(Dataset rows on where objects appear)
[Begin]
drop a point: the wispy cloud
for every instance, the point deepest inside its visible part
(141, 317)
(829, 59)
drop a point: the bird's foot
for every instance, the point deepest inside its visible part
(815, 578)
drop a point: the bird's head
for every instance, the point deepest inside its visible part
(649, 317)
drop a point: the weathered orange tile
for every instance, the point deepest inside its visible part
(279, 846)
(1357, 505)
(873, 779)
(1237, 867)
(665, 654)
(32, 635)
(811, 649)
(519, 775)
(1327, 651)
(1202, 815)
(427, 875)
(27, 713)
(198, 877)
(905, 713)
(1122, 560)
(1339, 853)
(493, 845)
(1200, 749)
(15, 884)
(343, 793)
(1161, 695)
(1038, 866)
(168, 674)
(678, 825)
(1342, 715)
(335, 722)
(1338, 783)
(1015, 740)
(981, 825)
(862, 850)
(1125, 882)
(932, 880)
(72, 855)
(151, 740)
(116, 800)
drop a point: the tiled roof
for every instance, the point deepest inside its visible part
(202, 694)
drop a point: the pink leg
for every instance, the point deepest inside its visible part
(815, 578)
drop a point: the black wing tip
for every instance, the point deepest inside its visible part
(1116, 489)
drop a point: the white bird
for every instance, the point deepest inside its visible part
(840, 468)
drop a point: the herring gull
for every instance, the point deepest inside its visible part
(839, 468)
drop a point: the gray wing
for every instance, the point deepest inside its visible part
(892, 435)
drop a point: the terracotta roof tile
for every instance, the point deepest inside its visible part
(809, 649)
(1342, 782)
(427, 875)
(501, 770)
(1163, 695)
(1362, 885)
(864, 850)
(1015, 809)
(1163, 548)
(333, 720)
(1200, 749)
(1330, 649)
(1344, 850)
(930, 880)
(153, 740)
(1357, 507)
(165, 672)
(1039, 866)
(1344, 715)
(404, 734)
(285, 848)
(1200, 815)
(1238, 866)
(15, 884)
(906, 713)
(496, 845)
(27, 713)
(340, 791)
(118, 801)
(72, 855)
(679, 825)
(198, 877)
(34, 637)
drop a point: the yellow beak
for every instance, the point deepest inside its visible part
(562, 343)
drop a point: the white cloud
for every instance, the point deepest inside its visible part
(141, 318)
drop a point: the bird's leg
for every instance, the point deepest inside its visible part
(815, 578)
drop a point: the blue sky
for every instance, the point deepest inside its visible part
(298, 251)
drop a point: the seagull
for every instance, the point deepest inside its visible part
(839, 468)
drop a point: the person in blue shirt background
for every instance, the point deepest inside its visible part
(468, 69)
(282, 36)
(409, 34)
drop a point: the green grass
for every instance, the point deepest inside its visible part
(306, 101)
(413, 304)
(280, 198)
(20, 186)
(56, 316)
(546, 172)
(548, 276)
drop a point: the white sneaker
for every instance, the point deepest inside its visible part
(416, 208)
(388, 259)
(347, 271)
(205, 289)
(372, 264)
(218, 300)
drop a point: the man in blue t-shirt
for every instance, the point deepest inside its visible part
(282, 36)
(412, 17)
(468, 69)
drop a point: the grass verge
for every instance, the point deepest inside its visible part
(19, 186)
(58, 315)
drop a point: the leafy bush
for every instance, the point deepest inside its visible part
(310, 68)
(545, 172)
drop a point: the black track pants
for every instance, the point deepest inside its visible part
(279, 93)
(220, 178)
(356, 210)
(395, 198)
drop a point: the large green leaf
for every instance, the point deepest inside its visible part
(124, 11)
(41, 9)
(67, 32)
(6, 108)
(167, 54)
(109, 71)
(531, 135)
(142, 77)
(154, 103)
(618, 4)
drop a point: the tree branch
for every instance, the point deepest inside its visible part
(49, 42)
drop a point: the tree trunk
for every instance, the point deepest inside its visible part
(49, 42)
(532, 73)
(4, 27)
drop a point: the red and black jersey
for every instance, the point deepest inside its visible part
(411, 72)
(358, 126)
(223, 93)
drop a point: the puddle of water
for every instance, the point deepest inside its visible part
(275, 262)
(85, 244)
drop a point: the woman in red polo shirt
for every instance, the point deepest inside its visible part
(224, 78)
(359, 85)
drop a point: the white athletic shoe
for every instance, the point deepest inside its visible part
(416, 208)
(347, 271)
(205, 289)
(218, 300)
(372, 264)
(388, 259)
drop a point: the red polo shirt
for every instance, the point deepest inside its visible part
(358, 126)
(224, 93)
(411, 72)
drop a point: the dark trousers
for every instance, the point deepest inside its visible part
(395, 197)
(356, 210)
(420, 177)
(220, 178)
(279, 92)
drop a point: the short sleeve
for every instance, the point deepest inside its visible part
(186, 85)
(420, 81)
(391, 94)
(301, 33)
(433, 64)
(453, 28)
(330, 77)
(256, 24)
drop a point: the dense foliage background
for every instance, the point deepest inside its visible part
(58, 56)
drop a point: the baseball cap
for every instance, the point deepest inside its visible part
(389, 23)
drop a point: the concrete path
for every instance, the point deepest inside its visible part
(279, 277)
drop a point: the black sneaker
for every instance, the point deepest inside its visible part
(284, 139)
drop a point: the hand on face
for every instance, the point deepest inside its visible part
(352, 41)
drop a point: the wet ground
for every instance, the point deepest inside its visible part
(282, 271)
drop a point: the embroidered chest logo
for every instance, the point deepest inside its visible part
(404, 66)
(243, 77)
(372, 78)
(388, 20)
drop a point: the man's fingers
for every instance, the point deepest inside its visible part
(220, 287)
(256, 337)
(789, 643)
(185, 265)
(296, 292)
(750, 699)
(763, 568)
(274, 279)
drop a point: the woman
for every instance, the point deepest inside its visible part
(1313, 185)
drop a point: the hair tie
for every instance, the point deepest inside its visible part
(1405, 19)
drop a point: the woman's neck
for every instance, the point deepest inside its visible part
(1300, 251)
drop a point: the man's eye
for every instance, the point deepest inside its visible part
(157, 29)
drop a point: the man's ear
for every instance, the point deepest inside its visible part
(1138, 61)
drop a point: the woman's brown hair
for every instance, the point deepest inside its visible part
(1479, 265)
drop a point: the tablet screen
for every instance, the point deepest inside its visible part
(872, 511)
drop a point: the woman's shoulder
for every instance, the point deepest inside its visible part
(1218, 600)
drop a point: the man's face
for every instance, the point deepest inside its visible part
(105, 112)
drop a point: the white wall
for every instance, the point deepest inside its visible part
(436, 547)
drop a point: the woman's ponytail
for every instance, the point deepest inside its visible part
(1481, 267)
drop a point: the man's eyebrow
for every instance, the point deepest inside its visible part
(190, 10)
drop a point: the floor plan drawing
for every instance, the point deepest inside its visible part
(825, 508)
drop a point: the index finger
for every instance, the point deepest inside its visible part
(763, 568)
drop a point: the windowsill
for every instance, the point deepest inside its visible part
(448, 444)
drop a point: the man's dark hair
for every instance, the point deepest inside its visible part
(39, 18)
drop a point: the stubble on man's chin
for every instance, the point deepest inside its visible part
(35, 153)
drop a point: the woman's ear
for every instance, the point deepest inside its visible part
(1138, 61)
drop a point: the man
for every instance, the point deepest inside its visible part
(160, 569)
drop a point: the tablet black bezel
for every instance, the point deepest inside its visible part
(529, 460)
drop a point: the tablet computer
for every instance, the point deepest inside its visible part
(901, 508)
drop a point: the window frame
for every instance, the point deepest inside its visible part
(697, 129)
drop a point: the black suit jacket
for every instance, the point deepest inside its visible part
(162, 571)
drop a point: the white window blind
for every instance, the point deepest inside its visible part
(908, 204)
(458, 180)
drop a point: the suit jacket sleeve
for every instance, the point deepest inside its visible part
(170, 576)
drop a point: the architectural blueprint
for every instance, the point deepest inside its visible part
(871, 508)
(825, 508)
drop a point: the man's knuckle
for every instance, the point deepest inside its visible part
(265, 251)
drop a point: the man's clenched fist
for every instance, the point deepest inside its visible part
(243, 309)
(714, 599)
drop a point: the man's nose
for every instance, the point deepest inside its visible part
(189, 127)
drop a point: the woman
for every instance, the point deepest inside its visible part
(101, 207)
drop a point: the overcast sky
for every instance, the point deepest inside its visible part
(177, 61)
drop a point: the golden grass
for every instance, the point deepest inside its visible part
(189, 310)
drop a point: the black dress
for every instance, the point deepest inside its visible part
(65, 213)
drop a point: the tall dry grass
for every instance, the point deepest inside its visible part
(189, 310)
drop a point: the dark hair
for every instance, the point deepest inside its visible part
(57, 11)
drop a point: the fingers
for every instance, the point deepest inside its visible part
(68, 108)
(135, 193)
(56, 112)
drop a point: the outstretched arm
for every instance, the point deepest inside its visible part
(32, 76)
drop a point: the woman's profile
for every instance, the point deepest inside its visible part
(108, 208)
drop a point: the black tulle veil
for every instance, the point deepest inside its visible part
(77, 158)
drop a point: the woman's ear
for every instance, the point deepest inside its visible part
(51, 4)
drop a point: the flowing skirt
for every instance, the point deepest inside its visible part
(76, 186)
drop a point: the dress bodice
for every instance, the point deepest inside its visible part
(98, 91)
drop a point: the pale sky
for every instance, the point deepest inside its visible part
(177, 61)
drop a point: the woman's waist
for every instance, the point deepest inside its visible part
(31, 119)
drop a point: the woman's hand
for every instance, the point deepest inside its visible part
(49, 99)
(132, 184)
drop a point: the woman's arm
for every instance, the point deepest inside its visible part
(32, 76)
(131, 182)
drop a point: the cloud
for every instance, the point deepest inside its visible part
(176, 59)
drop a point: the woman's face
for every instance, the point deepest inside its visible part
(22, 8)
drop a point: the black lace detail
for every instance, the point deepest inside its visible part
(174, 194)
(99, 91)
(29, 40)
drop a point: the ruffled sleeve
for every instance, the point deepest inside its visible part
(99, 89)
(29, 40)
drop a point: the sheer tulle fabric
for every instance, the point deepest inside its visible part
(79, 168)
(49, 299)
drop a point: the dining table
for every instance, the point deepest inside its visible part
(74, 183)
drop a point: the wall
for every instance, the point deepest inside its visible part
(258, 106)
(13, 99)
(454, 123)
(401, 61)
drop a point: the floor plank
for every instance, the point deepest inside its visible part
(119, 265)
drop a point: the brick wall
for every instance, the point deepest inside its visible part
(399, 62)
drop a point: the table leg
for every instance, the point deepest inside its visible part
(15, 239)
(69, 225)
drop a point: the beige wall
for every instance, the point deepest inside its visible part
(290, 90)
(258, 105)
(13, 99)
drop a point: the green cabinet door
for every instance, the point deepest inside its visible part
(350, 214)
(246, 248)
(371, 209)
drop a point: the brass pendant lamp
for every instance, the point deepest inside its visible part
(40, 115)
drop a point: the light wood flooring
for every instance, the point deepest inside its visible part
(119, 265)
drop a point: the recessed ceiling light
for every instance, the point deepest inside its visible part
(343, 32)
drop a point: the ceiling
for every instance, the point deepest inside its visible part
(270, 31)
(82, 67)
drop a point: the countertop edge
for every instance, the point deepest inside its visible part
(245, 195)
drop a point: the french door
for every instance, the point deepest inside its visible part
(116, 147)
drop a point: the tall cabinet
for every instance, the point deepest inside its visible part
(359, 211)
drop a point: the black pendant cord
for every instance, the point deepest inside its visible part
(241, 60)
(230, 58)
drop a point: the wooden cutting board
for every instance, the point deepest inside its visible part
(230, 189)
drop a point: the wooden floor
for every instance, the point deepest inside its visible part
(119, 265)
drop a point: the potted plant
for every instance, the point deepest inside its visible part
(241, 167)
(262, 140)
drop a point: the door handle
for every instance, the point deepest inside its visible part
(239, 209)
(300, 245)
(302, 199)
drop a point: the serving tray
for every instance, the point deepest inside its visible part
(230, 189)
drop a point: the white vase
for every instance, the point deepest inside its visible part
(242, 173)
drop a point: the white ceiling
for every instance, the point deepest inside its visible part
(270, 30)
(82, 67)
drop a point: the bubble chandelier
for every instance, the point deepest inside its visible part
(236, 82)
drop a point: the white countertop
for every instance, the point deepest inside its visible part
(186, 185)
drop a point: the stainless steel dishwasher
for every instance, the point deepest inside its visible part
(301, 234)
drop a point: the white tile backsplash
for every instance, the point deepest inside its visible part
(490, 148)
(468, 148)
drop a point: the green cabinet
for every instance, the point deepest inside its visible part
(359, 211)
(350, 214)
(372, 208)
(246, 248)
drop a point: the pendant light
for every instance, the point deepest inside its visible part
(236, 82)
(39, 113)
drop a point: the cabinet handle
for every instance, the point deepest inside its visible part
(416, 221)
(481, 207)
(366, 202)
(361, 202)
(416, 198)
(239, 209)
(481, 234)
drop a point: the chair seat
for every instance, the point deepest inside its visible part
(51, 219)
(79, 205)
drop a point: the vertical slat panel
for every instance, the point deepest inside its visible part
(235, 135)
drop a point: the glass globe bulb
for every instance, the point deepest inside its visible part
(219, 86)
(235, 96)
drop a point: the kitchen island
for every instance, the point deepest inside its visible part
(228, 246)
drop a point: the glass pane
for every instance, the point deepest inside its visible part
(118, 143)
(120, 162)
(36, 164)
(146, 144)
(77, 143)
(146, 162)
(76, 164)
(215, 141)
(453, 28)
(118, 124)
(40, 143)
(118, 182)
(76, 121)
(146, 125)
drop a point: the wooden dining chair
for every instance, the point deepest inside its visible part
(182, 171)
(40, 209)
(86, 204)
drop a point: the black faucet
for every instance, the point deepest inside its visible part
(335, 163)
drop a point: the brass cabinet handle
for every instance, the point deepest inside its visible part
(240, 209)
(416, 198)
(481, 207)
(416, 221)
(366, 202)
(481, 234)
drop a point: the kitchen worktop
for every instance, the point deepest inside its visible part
[End]
Reproduce only the lines running from the one with "drop a point: the white tile backsplash" through the final line of the listing above, both ends included.

drop a point: the white tile backsplash
for every instance, the point deepest inside its visible part
(490, 148)
(468, 148)
drop a point: the green cabinet
for every instance, the point deepest inside its visible part
(359, 211)
(350, 214)
(372, 208)
(246, 248)
drop a point: the pendant light
for every instance, the point deepest inside its visible part
(236, 82)
(39, 113)
drop a point: the cabinet handle
for every instance, the point deepest inside its visible part
(416, 221)
(481, 207)
(366, 202)
(361, 202)
(416, 198)
(239, 209)
(481, 234)
drop a point: the chair seat
for every instance, the point deepest inside its visible part
(51, 219)
(79, 205)
drop a point: the vertical slat panel
for every instance, the point deepest inside its visible part
(235, 135)
drop a point: the glass globe bulb
for every instance, the point deepest inside its visible part
(219, 86)
(235, 96)
drop a point: the kitchen island
for every instance, the point deepest inside its visible part
(228, 246)
drop a point: the glass pane
for every instance, the point deepest inside its visible part
(118, 143)
(120, 162)
(36, 164)
(146, 144)
(77, 143)
(146, 162)
(76, 164)
(215, 141)
(453, 28)
(118, 124)
(40, 143)
(118, 182)
(76, 121)
(146, 125)
drop a point: the wooden dining chair
for every instance, the point deepest inside its visible part
(182, 171)
(40, 209)
(86, 204)
drop a point: the black faucet
for every instance, the point deepest inside its visible part
(335, 163)
drop a point: the brass cabinet handle
for every instance, the point deepest inside its visible part
(240, 209)
(416, 198)
(481, 207)
(416, 221)
(366, 202)
(481, 234)
drop a point: the kitchen worktop
for every instance, the point deepest inside its visible part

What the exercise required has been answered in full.